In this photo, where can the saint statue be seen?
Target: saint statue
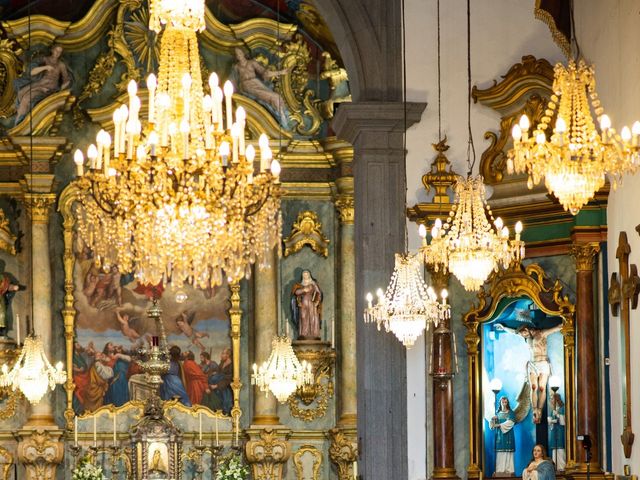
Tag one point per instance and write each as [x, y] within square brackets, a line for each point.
[8, 288]
[250, 73]
[48, 75]
[540, 467]
[538, 368]
[306, 307]
[505, 442]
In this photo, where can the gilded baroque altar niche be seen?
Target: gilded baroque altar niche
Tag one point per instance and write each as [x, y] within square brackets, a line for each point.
[520, 332]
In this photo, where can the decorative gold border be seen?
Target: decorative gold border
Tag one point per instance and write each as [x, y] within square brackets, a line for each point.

What the task requires >>
Transcribe all the material exactly; skip every image.

Result for this task >>
In this photo, where can the saint statue be seen?
Target: saint statue
Tag one point per instance and write each as [x, y] within square brackets, a line for each point.
[8, 288]
[250, 73]
[48, 75]
[540, 467]
[538, 368]
[306, 307]
[505, 442]
In this photo, where can the gilded baroque altar niche be seen?
Target: gilded baroque altar niche
Tag one point per instance and write each as [x, y] within square brackets, a line for each point.
[520, 332]
In this photo, where can the decorative gold border be seen?
Target: decorative gold border
Tag one point per instance and write each as [x, y] within square brackets, a line for each point.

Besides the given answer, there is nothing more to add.